§ Required work: The answer should hold only the line with "# for each instance of the paved" and each line after it through the last line of the material, exactly.

§ Extracted material:
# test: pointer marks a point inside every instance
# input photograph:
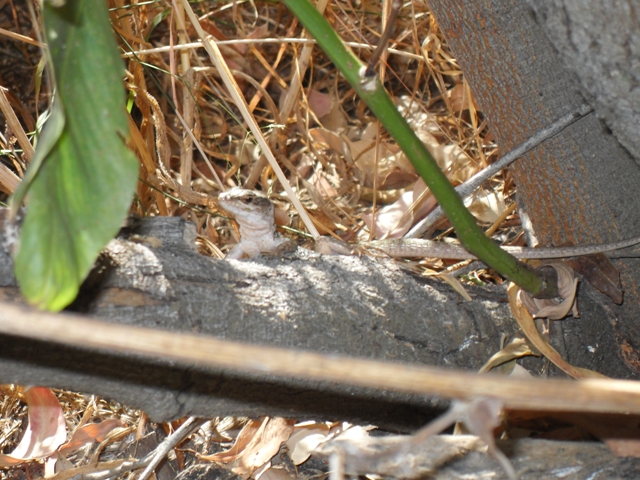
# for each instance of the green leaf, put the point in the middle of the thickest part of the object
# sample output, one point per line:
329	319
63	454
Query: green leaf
83	189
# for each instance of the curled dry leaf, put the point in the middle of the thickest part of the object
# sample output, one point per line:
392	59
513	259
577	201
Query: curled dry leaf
518	348
45	432
306	438
526	322
92	432
600	272
554	309
256	444
393	221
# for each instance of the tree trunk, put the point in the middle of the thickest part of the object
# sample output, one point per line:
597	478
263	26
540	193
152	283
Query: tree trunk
578	187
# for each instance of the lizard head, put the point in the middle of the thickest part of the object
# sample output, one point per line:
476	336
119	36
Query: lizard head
248	206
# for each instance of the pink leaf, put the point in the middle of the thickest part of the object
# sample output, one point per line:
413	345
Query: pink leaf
46	430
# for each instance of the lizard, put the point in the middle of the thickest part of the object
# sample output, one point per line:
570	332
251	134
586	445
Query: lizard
254	213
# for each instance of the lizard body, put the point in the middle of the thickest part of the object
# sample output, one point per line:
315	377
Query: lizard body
254	214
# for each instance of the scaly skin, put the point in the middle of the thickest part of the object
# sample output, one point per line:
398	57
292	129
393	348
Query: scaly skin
254	214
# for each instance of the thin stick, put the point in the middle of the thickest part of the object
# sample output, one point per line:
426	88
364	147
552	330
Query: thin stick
468	187
592	395
217	59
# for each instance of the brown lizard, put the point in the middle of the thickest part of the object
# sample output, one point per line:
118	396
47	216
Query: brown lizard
254	213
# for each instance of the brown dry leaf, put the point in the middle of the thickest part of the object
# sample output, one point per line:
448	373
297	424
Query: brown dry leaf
256	444
460	99
481	417
45	432
92	432
518	348
328	139
552	308
526	322
306	438
486	206
393	221
320	103
600	272
456	285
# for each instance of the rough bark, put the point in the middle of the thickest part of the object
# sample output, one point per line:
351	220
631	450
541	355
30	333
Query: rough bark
600	42
361	307
354	306
578	187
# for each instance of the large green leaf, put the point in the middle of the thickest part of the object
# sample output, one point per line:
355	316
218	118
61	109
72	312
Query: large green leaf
83	189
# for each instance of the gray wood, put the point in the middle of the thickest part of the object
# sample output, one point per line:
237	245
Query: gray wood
579	187
600	42
354	306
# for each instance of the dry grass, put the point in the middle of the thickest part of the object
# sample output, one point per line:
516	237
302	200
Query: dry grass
337	158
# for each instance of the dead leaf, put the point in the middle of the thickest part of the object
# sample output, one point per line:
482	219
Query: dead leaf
600	272
555	309
393	221
256	444
526	322
319	103
45	432
92	432
518	348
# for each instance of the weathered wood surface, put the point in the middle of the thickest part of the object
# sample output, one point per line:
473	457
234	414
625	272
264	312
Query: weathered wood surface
354	306
580	186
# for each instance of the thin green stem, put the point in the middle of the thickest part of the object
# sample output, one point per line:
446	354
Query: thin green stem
371	91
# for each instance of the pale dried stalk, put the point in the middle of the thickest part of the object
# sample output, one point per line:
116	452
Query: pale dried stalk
591	395
223	69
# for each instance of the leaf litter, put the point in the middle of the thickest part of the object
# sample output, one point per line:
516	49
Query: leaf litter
350	176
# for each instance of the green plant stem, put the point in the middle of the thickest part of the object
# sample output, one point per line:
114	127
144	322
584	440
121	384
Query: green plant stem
371	91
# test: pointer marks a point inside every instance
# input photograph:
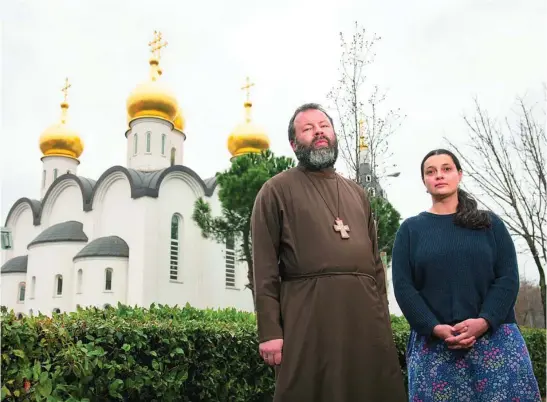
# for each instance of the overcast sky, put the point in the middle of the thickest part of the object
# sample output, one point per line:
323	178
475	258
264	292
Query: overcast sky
434	56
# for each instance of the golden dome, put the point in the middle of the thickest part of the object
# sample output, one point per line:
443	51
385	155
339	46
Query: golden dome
247	137
151	98
59	139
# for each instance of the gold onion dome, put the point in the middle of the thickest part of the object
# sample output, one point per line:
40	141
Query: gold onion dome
59	139
247	137
151	98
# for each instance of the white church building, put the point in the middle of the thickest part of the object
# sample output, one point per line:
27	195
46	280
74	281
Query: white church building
127	236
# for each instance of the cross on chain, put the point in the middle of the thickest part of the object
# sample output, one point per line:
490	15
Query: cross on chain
64	90
247	88
340	227
156	45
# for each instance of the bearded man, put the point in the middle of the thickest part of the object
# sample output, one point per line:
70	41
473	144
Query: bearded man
320	286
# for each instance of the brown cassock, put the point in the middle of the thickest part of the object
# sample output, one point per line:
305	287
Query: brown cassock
325	296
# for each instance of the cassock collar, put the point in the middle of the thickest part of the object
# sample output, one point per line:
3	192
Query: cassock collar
328	173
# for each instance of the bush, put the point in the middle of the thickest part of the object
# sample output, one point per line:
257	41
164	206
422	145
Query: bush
157	354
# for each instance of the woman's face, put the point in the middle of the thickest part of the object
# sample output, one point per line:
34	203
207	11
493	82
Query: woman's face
441	177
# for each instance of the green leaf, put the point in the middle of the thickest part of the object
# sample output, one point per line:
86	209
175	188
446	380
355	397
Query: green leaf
19	353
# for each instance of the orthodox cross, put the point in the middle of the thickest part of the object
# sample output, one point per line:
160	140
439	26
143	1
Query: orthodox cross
156	45
340	227
247	87
64	90
362	143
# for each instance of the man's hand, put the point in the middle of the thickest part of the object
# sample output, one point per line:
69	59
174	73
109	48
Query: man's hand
271	351
468	333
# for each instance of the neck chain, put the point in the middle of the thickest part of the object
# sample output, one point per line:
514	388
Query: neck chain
338	223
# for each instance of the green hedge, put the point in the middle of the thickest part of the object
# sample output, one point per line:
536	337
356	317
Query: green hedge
157	354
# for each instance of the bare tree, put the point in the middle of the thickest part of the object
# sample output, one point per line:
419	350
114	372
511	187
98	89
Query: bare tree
349	98
529	309
507	162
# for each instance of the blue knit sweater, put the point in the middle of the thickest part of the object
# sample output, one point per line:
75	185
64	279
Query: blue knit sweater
444	274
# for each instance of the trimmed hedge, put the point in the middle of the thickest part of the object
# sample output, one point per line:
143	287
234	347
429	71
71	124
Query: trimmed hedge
156	354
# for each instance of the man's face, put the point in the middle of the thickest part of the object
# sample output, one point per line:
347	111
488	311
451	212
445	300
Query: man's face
315	144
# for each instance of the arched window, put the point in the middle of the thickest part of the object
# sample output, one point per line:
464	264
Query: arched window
174	251
21	292
148	141
230	263
33	287
108	279
79	281
59	285
163	143
173	154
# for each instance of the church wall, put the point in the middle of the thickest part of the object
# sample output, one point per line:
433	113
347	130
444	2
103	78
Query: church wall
142	158
65	204
177	195
90	288
45	262
55	166
176	141
215	292
23	232
10	292
116	213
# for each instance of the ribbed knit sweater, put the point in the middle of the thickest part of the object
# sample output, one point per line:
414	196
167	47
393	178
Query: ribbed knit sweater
444	274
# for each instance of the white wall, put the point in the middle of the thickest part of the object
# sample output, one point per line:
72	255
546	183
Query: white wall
63	165
116	213
91	291
64	203
177	195
45	261
10	292
23	231
154	159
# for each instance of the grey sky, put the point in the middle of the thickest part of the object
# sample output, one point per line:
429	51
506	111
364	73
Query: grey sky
434	56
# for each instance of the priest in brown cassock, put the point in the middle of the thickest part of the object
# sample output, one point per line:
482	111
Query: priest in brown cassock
320	285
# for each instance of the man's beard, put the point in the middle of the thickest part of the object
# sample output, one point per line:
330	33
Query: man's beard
317	158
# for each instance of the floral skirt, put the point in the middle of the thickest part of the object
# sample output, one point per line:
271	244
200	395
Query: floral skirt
496	368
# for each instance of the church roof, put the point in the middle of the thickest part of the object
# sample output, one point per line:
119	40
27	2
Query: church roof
109	246
15	265
72	231
143	184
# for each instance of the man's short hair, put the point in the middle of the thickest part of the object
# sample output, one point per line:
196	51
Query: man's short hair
303	108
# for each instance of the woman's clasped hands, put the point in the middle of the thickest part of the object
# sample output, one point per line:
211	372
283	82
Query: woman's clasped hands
462	335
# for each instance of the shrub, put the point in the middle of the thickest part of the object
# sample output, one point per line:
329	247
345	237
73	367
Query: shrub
156	354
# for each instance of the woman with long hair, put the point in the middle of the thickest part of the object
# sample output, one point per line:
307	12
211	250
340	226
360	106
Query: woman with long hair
455	277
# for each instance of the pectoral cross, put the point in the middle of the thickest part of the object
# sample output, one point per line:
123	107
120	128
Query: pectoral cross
340	227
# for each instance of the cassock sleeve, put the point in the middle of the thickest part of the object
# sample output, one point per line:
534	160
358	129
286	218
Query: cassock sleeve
415	309
502	295
380	272
265	235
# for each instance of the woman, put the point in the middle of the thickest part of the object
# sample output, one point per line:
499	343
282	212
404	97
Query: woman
455	278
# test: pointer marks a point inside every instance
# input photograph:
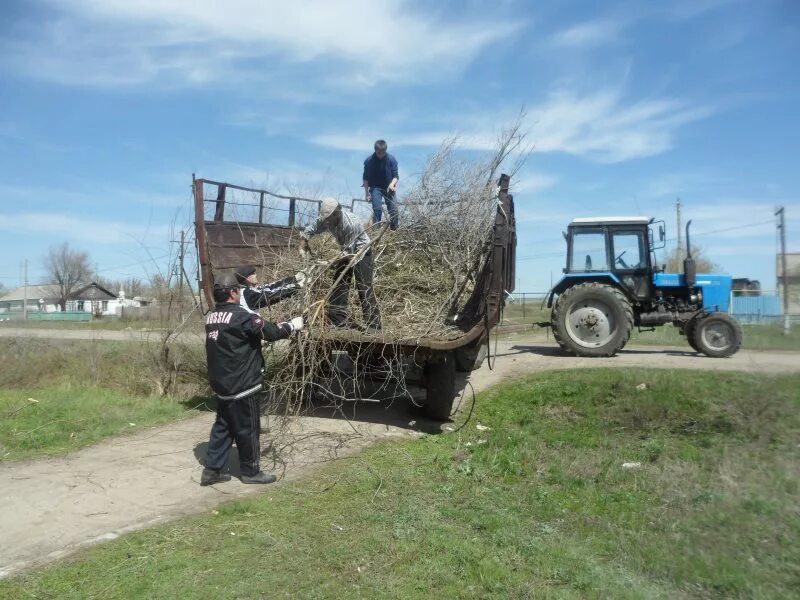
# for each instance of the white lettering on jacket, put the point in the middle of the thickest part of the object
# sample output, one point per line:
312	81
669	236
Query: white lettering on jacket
218	317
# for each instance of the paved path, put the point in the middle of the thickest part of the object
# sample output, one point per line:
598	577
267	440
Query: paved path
53	506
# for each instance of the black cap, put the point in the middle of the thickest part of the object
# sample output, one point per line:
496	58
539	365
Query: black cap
226	281
242	273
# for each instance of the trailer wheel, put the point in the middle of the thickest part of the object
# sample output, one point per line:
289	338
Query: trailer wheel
440	384
471	357
718	335
592	319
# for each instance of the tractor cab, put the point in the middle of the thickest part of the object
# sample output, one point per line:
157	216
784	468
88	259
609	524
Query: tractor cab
616	248
611	284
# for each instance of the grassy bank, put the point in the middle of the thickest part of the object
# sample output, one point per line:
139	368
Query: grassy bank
58	395
56	420
540	504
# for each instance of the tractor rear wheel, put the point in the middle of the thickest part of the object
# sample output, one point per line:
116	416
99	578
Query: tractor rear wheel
718	335
592	319
440	385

§ Worked solution:
# for each instance of the paved path, put the point in the middle of the thickest part of the object
# sample output, one point per line:
598	577
267	440
Query: paved path
53	506
# for each instance of the black cap, put the point in the middle of the thickest part of the object
# sample output, one point per line:
496	58
539	365
Query: black cap
226	281
242	273
# for each instance of the trailer wheel, put the point in the middle of the thickest part of the object
# sample output, one point per line:
289	338
Query: trailer wheel
440	384
471	357
718	335
592	319
# for each instance of the tractor cab, put the point in the middle of the thickest part of the object
# sample output, one point per line:
157	216
784	468
88	259
609	524
Query: tractor cab
616	248
611	284
# for each instance of the grassy bank, put the point in the middle of the thickest part of the object
# sample output, one point per line:
139	368
Query: grassy bank
58	395
56	420
540	504
# for each instance of the tractor rear wheel, put the point in the middle of the thickest part of the object
# sample output, one point per line:
116	416
99	578
Query: tractor rear wheel
718	335
592	319
440	385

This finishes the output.